PROBLEM DETAILS: Please report every line of the listing below that has the word "block" in it.

○ ○ ○ ○ ○ ○ ○

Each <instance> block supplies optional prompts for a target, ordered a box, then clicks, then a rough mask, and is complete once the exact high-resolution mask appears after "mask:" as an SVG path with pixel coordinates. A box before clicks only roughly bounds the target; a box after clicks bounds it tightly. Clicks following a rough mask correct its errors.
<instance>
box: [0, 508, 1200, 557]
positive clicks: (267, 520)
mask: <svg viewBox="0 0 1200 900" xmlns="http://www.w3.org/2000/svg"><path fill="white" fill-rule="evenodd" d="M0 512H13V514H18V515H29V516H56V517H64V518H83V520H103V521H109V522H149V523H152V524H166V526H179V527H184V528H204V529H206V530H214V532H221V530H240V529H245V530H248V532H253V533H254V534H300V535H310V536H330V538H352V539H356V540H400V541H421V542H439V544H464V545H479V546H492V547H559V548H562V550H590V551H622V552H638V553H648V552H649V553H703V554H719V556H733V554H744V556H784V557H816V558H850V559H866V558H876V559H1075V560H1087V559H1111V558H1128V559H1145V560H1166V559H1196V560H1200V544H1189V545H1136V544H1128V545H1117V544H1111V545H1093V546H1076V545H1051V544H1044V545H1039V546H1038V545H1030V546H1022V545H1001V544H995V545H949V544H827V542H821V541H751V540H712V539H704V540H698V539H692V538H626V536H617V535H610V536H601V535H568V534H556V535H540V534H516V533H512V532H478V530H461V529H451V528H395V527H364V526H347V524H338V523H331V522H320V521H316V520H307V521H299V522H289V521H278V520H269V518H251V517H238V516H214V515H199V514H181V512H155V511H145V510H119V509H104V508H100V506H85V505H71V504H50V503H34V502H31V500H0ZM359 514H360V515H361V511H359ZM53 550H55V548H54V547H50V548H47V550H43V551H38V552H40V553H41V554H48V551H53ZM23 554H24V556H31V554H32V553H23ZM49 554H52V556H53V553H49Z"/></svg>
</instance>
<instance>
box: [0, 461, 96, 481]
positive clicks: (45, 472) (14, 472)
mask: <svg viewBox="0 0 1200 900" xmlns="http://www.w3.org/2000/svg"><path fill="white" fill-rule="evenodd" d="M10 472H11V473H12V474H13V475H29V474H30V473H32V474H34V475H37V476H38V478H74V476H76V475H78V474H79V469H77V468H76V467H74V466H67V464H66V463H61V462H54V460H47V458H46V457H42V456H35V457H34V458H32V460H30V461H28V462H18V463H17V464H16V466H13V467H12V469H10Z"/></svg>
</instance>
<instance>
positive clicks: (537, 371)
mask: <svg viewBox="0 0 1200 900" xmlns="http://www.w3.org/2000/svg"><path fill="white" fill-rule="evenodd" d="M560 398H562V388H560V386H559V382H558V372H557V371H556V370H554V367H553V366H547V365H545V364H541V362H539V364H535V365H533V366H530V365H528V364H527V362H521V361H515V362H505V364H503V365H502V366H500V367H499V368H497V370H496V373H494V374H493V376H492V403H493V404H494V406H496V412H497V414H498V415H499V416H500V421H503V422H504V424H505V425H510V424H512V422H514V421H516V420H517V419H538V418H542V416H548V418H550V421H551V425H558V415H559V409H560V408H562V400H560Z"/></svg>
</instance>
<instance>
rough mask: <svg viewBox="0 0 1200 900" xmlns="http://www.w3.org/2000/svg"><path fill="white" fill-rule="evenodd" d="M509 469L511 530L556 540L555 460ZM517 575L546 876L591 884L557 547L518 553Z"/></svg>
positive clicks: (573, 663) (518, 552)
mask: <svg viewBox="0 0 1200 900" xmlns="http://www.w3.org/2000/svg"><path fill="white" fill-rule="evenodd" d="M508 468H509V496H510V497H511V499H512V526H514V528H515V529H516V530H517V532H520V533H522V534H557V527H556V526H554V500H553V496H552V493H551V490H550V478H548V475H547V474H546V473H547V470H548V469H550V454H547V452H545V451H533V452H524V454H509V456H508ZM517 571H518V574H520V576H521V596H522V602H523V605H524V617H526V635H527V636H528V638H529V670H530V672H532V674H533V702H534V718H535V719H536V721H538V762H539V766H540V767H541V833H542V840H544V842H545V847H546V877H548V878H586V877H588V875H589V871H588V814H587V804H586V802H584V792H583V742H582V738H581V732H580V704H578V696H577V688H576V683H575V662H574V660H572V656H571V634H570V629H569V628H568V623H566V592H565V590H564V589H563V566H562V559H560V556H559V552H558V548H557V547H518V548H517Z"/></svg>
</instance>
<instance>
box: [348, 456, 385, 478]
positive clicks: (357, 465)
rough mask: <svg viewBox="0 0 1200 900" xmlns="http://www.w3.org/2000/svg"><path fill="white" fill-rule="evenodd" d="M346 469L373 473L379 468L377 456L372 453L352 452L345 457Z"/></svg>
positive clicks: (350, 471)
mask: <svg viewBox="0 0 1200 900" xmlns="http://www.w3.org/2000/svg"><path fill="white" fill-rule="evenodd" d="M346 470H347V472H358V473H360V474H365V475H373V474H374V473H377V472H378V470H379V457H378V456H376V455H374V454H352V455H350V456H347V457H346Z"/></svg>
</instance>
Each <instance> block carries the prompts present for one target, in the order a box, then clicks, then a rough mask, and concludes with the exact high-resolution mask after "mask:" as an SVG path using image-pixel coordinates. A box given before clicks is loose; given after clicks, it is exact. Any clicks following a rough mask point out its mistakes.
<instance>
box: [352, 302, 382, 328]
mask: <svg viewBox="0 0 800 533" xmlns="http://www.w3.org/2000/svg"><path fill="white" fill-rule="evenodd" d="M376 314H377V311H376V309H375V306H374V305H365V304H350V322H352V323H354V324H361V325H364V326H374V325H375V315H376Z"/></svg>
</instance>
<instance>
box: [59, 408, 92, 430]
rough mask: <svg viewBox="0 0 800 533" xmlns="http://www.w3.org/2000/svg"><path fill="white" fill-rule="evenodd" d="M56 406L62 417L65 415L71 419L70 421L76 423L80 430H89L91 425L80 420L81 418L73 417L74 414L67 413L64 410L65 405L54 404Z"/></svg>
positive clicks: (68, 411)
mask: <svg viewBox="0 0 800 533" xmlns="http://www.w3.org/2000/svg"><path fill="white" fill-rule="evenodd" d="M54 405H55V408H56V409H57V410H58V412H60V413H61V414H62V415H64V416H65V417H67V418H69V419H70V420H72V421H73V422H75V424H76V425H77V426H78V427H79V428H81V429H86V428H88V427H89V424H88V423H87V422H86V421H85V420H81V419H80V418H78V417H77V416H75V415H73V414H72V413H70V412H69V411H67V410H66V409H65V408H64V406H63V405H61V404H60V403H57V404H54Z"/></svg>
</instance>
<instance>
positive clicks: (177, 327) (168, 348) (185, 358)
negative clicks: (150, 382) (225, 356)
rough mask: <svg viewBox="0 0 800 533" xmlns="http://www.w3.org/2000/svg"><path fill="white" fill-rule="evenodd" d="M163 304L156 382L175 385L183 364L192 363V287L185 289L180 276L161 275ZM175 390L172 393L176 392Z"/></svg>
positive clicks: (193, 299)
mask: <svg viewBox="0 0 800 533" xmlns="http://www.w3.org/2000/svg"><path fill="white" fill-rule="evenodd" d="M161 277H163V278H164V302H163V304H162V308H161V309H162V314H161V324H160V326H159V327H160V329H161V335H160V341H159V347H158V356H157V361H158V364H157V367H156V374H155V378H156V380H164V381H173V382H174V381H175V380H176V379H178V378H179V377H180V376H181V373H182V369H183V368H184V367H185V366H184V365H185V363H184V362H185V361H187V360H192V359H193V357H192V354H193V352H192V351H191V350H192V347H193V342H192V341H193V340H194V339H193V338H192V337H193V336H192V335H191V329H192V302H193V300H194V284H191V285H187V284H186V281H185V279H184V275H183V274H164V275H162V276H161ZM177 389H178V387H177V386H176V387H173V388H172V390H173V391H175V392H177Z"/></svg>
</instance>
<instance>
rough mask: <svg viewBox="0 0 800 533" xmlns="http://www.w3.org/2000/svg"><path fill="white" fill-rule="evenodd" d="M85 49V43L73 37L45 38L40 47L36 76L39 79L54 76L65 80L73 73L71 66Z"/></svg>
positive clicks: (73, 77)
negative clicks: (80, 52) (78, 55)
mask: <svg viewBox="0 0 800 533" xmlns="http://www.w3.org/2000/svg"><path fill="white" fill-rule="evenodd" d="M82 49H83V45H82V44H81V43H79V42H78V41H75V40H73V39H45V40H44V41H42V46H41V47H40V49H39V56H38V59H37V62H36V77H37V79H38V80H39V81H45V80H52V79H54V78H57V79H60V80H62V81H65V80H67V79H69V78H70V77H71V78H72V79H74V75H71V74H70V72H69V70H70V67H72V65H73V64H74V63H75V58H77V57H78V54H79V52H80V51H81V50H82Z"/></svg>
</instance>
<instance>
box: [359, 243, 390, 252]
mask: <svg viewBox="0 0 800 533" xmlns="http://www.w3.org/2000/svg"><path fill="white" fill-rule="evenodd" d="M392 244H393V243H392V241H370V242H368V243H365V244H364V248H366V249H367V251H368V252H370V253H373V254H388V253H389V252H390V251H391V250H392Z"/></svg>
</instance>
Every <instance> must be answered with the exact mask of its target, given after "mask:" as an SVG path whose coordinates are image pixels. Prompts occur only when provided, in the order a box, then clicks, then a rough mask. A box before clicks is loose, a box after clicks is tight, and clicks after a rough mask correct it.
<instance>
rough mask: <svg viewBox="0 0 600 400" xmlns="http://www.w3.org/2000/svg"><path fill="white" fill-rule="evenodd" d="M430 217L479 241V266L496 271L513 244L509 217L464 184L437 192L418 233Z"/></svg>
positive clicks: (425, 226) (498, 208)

○ ○ ○ ○ ○ ○ ○

RESPONSE:
Each <instance> block supplies optional prompts for a target, ordered a box, then clicks, then a rough mask, and is complete once the exact high-resolution mask appears after "mask:" as an SVG path with pixel coordinates. A box before clicks only roughly bounds the target; a box after clicks bounds it tightly. Clicks following a rough mask correct its errors.
Each <instance> block carries the prompts present for one target, in the order a box, then clicks, then a rough mask, and concludes with the exact high-resolution mask after "mask:" as an SVG path using image-pixel coordinates. A box given before clicks is loose; given after clicks, it is exact. Any clicks following a rough mask point out its mistakes.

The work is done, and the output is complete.